**What you need to do**
Turn every line of the entries below into a numbered list, skipping any blank lines and omitting the pictures.

Dataset excerpt
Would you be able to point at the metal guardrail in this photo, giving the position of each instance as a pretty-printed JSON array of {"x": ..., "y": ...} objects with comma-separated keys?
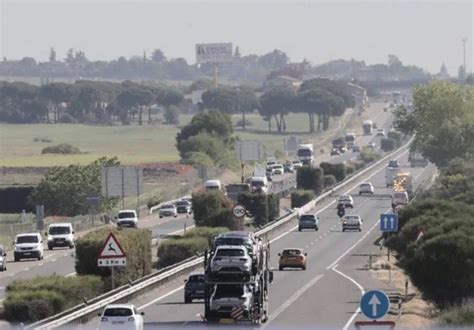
[{"x": 127, "y": 292}]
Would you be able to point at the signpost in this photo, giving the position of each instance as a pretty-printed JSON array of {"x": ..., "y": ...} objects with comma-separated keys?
[
  {"x": 374, "y": 304},
  {"x": 111, "y": 255},
  {"x": 389, "y": 222},
  {"x": 238, "y": 211}
]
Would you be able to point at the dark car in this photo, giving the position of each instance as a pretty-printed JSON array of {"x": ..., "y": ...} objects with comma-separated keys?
[
  {"x": 184, "y": 206},
  {"x": 194, "y": 288}
]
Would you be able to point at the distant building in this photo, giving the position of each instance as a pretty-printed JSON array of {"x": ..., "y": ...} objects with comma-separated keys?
[{"x": 360, "y": 95}]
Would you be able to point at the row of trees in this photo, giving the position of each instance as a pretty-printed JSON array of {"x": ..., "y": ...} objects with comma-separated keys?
[
  {"x": 84, "y": 101},
  {"x": 319, "y": 98},
  {"x": 147, "y": 66}
]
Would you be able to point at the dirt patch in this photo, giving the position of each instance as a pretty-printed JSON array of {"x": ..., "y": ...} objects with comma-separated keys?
[{"x": 416, "y": 312}]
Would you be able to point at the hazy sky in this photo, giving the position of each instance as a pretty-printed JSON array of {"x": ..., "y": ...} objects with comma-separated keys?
[{"x": 425, "y": 33}]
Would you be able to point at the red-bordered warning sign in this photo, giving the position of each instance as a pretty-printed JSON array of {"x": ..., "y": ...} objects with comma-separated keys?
[{"x": 111, "y": 253}]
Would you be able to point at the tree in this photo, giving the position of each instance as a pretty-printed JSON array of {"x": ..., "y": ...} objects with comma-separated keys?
[
  {"x": 158, "y": 56},
  {"x": 63, "y": 190},
  {"x": 52, "y": 55},
  {"x": 277, "y": 102},
  {"x": 442, "y": 120}
]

**Exercise answer**
1. Would you be able to point at the metal guardrail in this photo, giving the position of each instance as a pretty-printed JSON array of {"x": ..., "y": ...} objects with comma-separated keys?
2. [{"x": 127, "y": 292}]
3. Would you be able to point at the signpost in this photo, giving the position of each instance as a pretty-printed JSON array of {"x": ..., "y": ...} objects with comma-separated keys?
4. [
5.   {"x": 374, "y": 304},
6.   {"x": 111, "y": 255},
7.   {"x": 389, "y": 222},
8.   {"x": 238, "y": 211}
9. ]
10. Would you be able to point at the dark car in this photo, giving the position of each instance as a pretty-printed JSON array of {"x": ..., "y": ...} objects with comma-separated keys?
11. [
12.   {"x": 184, "y": 206},
13.   {"x": 194, "y": 288}
14. ]
15. Would you be able to point at the distant building in this photo, giving the position of each instance as a pretty-printed JSON array of {"x": ..., "y": ...} objects with comma-separated keys?
16. [{"x": 360, "y": 95}]
17. Would you be able to point at the row of trees in this photo, giving the position of each instance as a pretty-printed JSON array of {"x": ..., "y": ...} objects with comma-separated keys?
18. [
19.   {"x": 84, "y": 101},
20.   {"x": 319, "y": 98},
21.   {"x": 147, "y": 66}
22. ]
23. Would you be able to point at the dirt patch in this photo, giving the position of each instance as a pretty-printed JSON array of {"x": ..., "y": ...} objects with comma-separated keys?
24. [{"x": 416, "y": 312}]
25. Would you be able to point at the hazy sky in this photo, giving the position of each instance as a pretty-printed JSON array of {"x": ..., "y": ...} objects with comma-separated keys?
26. [{"x": 425, "y": 33}]
27. Would you be able to point at the red-bordered warning sign in this photo, giving the position of each instance as a pretty-printed JSON array of {"x": ..., "y": ...} objects with comma-separated keys?
28. [{"x": 111, "y": 253}]
29. Would you be able to point at the tree in this photo, giving the position of each instance as a pretty-printed JSON array of {"x": ..., "y": ...} objects with comma-separated keys?
30. [
31.   {"x": 158, "y": 56},
32.   {"x": 63, "y": 190},
33.   {"x": 52, "y": 55},
34.   {"x": 277, "y": 102},
35.   {"x": 442, "y": 120}
36. ]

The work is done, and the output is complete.